> **TEXT SHOWN**
BEGIN

This weekly column is intended to provide reviews of nearly every new indie release, including films on VOD. Specific release dates and locations follow each review.
REVIEWS THIS WEEK:
Director Tom Morris was born after John Hughes made his suburban teen comedies, but he adopts a Hughesian view of high school for his feature debut, “General Education.” Promising tennis player Levi Collins (Chris Sheffield) chooses the court over a final presentation, gaining an athletic scholarship to his father’s alma mater, but flunking science. Levi opts not to tell his parents that he failed to graduate and attends summer school on the sly – all ten days of it. On a technical level, “General Education” is an accomplished indie, with crisp widescreen images and some standout performances (Janeane Garofalo immerses herself in quiet desperation as Levi’s neglected mom). What screenwriters Morris, Elliot Feld and Jaz Kalkat fail to build is dramatic tension: affable, extremely self-involved Levi easily skates around all obstacles. Their most baffling decision is creating a barefoot, black 13-year-old as Levi’s servile “sidekick.” Precocious yet immature, Charles (Skylan Brooks) seems poised to dive into the adolescent angst of Hughes’s marginalized teens, leaving the bland, entitled Levi in his wake. Criticwire grade: C+ [Serena Donadoni]
Opens Friday at Cinema Village in New York, and available as VOD on iTunes. Released by Pelican House Productions.
The freewheeling “Hit & Run” is a throwback to car chase movies of the 1970s, when relationships were forged on the road. Charlie Bronson (Dax Shepard) decides to drive girlfriend Annie Bean (Kristen Bell) from central California to Los Angeles in his souped-up 1967 Lincoln Continental. (The film celebrates Detroit muscle, both vintage and new.) She’s heading for a new future (an academic dream job) while he’s transported into the past. Unbeknownst to Annie, Charlie’s in the witness protection program, and their romance hits a sizable speed bump when the hot rodder reveals his criminal history. Soon friends (Tom Arnold’s needy, accident-prone U.S. Marshall) and foes (Bradley Cooper’s vicious, dreadlocked bank robber) are on their trail, and “Hit & Run” zooms by like a screwball comedy version of Sam Peckinpah’s “The Getaway.” Shepard wrote the script and co-directed with David Palmer (“Brother’s Justice”), constructing an ideal vehicle for the real-life couple’s spirited banter. Even when some of humor sputters, Bell and Shepard are firing on all cylinders. Criticwire grade: B+ [Serena Donadoni]
Opened wide on Wednesday, August 22. Released by Open Road Films.

END

> **Source records**
BEGIN

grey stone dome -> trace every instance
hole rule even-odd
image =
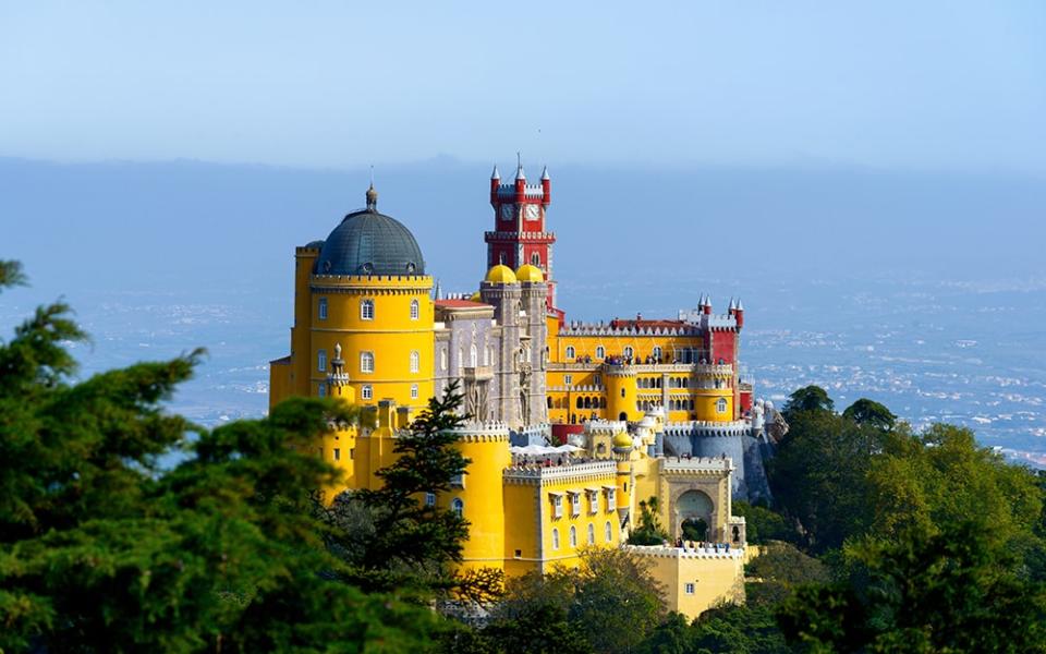
[[[379,214],[376,201],[367,199],[366,209],[345,216],[324,241],[315,272],[425,275],[425,258],[411,230],[399,220]]]

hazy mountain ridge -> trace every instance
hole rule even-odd
[[[483,274],[489,171],[441,158],[375,173],[379,206],[412,229],[447,290],[473,290]],[[568,317],[673,315],[701,292],[717,308],[741,295],[761,395],[819,383],[839,403],[867,395],[916,423],[1046,451],[1046,182],[550,172]],[[288,346],[293,247],[362,205],[367,181],[362,170],[0,159],[0,256],[22,259],[33,281],[0,295],[0,317],[10,326],[64,294],[95,338],[85,373],[208,347],[180,410],[207,422],[260,413],[265,364]]]

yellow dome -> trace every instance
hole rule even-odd
[[[515,278],[520,281],[545,281],[545,274],[542,272],[542,269],[537,266],[523,264],[520,266],[520,269],[515,271]]]
[[[487,281],[490,283],[515,283],[515,272],[512,268],[498,264],[487,272]]]

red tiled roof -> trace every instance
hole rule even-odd
[[[483,302],[473,302],[472,300],[437,300],[436,306],[443,308],[478,308],[481,306],[490,306]]]
[[[634,329],[678,329],[683,326],[682,320],[628,320],[621,318],[615,318],[610,320],[610,327],[615,329],[621,328],[634,328]]]

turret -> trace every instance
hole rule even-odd
[[[542,204],[546,207],[552,201],[552,180],[548,177],[548,166],[542,171]]]
[[[498,186],[501,185],[501,173],[498,172],[498,165],[494,165],[494,172],[490,173],[490,204],[497,204]]]
[[[522,204],[526,198],[526,173],[523,172],[523,160],[520,159],[515,168],[515,202]]]

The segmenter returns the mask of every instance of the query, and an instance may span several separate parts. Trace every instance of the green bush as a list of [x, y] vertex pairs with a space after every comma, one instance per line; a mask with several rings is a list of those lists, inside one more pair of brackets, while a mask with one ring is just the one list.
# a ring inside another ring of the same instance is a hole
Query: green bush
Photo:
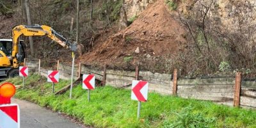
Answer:
[[171, 124], [165, 123], [164, 127], [200, 127], [208, 128], [215, 123], [215, 118], [205, 118], [203, 113], [193, 113], [193, 108], [189, 106], [182, 109], [181, 112], [175, 113], [177, 118]]
[[230, 71], [231, 67], [228, 62], [222, 61], [219, 65], [219, 70], [221, 72]]

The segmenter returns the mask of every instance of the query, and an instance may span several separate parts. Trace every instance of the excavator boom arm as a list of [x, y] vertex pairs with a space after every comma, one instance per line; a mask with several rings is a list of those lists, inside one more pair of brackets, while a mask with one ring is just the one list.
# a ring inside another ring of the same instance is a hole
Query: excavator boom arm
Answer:
[[12, 29], [13, 51], [12, 57], [13, 59], [13, 66], [17, 65], [17, 60], [15, 56], [19, 53], [19, 38], [24, 35], [25, 36], [47, 36], [53, 41], [65, 48], [70, 48], [71, 51], [76, 51], [76, 43], [71, 43], [61, 35], [58, 33], [52, 28], [47, 26], [16, 26]]

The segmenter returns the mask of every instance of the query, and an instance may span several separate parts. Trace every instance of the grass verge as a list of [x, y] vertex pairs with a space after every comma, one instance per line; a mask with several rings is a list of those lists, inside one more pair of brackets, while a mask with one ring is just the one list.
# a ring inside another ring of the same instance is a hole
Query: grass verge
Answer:
[[[22, 79], [6, 81], [21, 84]], [[44, 77], [33, 75], [26, 81], [15, 97], [65, 113], [95, 127], [256, 127], [253, 110], [150, 93], [148, 101], [142, 103], [141, 119], [138, 120], [138, 102], [131, 100], [130, 90], [97, 87], [91, 92], [91, 101], [88, 102], [87, 92], [81, 84], [74, 88], [70, 100], [69, 92], [52, 95], [51, 84]], [[56, 89], [68, 84], [68, 81], [60, 81]]]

END

> **TASKS FOR THIS EXERCISE**
A: Copy word for word the stretch of the film review column above from "This weekly column" through "follow each review.".
B: Write the next part of the film review column, picking up right after its last sentence.

> **ANSWERS PER TASK**
A:
This weekly column is intended to provide reviews of nearly every new indie release, including films on VOD. Specific release dates and locations follow each review.

B:
Awarded the FIPRESCI prize after it premiered at Rotterdam, Kleber Mendonça Filho's "Neighbouring Sounds" explores with acute circumspection a soon-to-be-gated community in the Brazilian town of Recife. When a private security firm arrives to offer its (dis)services in a middle class urban enclave, the sinister spectres of suspicion and mistrust come forth. The director convincingly conveys an evasive social mosaic where any civic contact is a potential confrontation and even a love story raises a fastidious sense of scepticism. Housewives get off on domestic appliances; fear is the ultimate community enforcer as the household becomes a fortress of solitude to be defended from any external intrusion. Mendonça Filho’s debut feature displays an uncommon ability in registering the equivocal nuances of paranoia and making them visible to the spectator. It's a psycho-surveillance thriller about the benign dystopia of gentrification and its crime-free ghettoes in which the middle class is imprisoning itself. Criticwire grade: B+ [Celluloid Liberation Front]
Opens Friday at IFC Center and the Elinor Bunin Munroe Film Center in New York.
Just because you're dead doesn't mean you can't go right on living. Take this bizarre, green-vomit-filled horror-comedy by director Kerry Prior, in which a United States soldier, Bart (David Anders) is killed in an ambush in Iraq, but rises from the dead back home in Los Angeles. He's a vampire (technically a "revenant," which comes from a French word meaning "to return") and is able to function in society as long as he covers his colorless eyes with sunglasses and drinks lots of fresh human blood that he and his best pal (Chris Wylde) rob from lowlifes on the street. The blood also keeps Bart's decaying body from stinking like hell and even allows him to get in some sack time with his financée.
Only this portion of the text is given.